OBJETIVO DA TAREFA — Liste, na ordem em que aparecem e sem repetições, todos os lugares geográficos citados pelo nome no texto sobre o Natal.

TEXTO DE LEITURA —
────
Quem conhece os evangelhos sabe que eles narram a história de um jovem casal, que teve de sair de Nazaré da Galileia com destino à Belém da Judeia, para o recenseamento decretado por César Augusto. Para eles, aqueles dias não foram nada fáceis. Uma mulher grávida sentia os incômodos de uma longa viagem sobre um jumento. Um jovem carpinteiro tinha os pés cansados de um longo e rude caminho. Esse casal, ao chegar em Belém, teve a sorte dos migrantes que não encontram casas ou hospedarias. Foi lhes dada a oportunidade de se protegerem do frio daquela noite de inverno em um lugar onde animais se refugiavam. E a criança remexeu no ventre da jovem mãe e quis nascer naquela noite. Não havia parteiras como outrora no Egito ou como foi costume entre tantos povos. Aquele casal – Maria e José – se desdobrou de cuidados para logo acalentar nos braços o esperado bebê. Seu nome: Jesus. Aquela noite da natividade do Menino Deus tornou-se para os cristãos a referência para se celebrar, a cada ano, o Natal do Senhor.
Essa data se aproxima novamente. Desta vez terá a marca da pandemia do novo coronavírus, que no Brasil, desde o mês de março, já ceifou a vida de mais de 180 mil brasileiros. Em diversos locais as igrejas não poderão acolher todos os fiéis para cantar solenemente o “Gloria in excelsis Deo”. Dezenas de milhares de famílias sentirão a ausência de alguns de seus membros para desejar feliz natal. Paira sobre inúmeras casas a tristeza de ter vazio um ou mais lugares à mesa natalina. O distanciamento, ainda tão necessário, parece anunciar uma noite menos feliz, privada de presenças, de abraços, de beijos, de proximidade.
O presente, dessa vez, esperado por milhões em todo o mundo, é a vacina, a fim de imunizar as populações. Cientistas e pesquisadores, laboratórios e governos sérios correm contra o tempo para fazer chegar em cada canto a chance das pessoas não sucumbirem à ameaça de um vírus que fez de 2020 um ano atípico, com um espectro de perdas irreparáveis, difícil para todos, especialmente para os mais pobres e para as pessoas que integram grupos de risco.
────
CONJUNTO DE LINHAS —
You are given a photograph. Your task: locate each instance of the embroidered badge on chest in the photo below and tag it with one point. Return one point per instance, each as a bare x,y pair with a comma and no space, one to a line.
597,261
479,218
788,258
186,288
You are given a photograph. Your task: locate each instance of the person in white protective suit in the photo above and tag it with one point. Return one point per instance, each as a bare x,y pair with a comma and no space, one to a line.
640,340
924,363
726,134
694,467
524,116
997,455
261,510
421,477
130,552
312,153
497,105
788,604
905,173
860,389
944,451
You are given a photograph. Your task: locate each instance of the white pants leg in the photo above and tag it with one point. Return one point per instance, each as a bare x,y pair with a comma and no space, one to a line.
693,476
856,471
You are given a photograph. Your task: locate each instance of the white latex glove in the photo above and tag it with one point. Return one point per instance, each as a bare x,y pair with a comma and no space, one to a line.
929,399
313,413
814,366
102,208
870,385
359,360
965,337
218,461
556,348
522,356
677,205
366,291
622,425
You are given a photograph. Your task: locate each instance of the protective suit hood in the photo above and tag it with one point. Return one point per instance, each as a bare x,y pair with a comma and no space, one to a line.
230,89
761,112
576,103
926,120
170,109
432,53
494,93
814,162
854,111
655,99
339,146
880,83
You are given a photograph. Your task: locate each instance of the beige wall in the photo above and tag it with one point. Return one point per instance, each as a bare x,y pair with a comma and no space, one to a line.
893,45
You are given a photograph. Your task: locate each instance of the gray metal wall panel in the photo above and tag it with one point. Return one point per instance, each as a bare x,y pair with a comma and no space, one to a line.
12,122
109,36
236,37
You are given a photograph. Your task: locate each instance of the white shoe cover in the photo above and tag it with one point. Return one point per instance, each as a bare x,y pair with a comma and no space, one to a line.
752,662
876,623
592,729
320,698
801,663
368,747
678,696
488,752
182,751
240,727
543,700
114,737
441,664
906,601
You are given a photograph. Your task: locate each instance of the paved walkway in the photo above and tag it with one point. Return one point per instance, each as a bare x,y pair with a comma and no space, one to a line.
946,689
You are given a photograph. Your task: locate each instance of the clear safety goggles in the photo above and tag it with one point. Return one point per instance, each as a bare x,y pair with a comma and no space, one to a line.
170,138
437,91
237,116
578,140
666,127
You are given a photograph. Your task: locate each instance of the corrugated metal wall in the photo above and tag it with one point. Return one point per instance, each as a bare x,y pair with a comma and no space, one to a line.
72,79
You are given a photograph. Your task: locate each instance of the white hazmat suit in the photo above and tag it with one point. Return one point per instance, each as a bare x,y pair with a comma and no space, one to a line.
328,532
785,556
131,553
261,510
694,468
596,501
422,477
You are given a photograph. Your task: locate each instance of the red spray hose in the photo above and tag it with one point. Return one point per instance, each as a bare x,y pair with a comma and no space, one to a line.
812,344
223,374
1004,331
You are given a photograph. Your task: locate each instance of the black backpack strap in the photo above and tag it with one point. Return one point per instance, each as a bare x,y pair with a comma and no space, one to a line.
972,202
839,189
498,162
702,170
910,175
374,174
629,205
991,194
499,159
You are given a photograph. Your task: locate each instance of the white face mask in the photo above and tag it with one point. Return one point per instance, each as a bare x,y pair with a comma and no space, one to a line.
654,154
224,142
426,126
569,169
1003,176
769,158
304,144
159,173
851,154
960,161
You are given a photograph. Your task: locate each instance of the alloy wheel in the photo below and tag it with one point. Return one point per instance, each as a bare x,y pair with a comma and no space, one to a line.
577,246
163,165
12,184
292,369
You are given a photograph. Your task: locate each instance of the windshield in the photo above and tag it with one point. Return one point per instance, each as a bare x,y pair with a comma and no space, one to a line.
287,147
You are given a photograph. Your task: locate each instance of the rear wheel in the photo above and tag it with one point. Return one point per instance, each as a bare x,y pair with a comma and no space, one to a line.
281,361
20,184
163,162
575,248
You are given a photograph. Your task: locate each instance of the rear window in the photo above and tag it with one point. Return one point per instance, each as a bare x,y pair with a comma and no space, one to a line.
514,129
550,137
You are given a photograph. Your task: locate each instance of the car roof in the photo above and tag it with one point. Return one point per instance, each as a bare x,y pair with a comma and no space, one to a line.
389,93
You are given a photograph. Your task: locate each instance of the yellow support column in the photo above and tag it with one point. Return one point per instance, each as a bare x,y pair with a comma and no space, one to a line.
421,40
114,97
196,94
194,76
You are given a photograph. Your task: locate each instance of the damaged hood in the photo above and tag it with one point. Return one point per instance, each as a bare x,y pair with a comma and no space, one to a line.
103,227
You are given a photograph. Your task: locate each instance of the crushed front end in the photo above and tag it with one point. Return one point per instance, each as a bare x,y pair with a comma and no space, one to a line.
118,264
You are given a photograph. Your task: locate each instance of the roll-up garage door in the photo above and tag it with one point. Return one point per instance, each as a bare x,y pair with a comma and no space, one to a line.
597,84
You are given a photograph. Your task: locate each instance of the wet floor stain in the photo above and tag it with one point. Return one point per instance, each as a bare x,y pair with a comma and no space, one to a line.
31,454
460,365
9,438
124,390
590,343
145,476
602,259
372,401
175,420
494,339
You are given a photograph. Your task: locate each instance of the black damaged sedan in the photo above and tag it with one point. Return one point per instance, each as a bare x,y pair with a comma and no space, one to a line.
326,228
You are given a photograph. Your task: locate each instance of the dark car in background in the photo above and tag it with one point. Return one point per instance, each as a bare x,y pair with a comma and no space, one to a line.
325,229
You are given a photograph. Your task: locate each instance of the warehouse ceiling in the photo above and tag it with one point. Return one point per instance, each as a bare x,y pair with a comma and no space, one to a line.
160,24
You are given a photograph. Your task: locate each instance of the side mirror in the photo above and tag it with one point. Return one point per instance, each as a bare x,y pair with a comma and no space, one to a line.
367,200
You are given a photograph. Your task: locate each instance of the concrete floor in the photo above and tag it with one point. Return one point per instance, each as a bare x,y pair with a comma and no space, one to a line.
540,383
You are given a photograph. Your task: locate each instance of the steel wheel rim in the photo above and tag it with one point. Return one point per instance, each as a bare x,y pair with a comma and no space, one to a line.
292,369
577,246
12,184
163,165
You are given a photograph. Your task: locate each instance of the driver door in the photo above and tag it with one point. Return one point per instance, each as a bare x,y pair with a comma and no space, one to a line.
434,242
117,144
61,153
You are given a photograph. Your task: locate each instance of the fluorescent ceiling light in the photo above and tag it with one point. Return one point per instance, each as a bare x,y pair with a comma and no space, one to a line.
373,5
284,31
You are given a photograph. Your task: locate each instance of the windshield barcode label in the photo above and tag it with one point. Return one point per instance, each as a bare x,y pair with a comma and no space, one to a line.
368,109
────
RESPOSTA ESPERADA — Nazaré, Galileia, Belém, Judeia, Egito, Brasil